# What this task involves
Rewrite the records below with "image" in place of every "photograph", changing nothing else. Leave out the pictures.

=== Extracted data ===

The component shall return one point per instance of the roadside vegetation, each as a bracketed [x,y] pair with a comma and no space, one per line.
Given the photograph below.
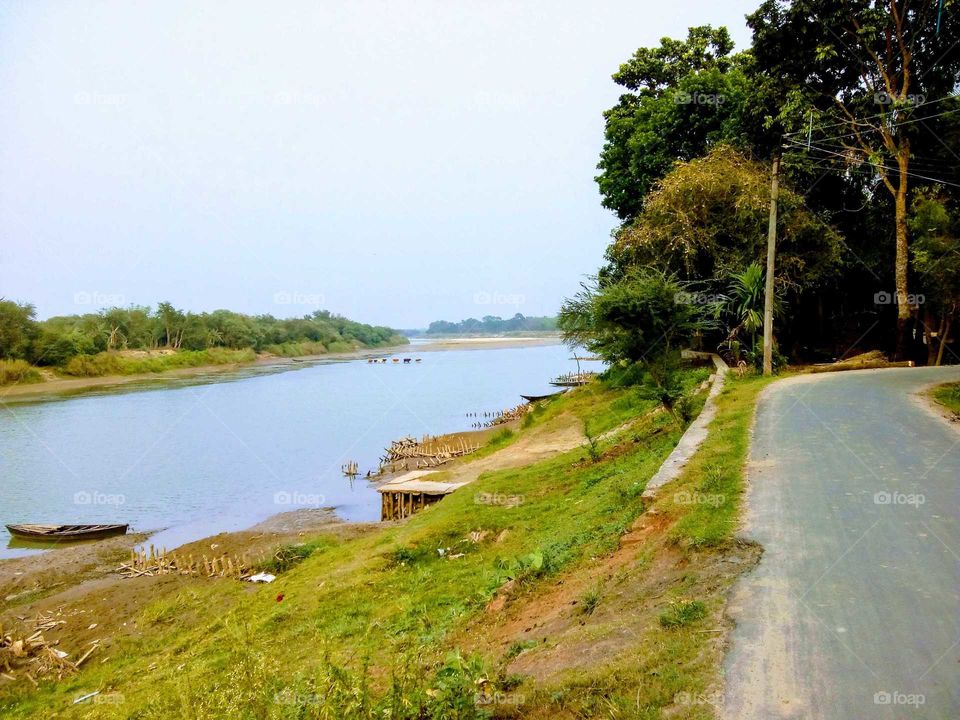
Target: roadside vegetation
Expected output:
[125,341]
[948,396]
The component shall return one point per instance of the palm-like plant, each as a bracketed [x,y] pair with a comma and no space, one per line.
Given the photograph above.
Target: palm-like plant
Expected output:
[743,307]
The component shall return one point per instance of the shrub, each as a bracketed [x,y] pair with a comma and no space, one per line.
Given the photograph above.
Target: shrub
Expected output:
[18,371]
[683,612]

===

# The solution
The component shall return one point per instance of the roadside vegetation, each as a bracketed [x,y] pair with a comma and no space, one per line.
Given the image below.
Target: roadside vegetation
Expected output:
[125,341]
[948,396]
The component shall return one point per instance of the palm-like plant, each as a bracketed [x,y] pair with a comma and no space, one per line.
Given the image above.
Target: palm-like plant
Expected output:
[743,307]
The component shall return one point per instance of the shrub, each as a bracketed [x,y] pair with a comma and no space, one per line.
Given the image above.
Target: shrub
Expected output:
[18,371]
[683,612]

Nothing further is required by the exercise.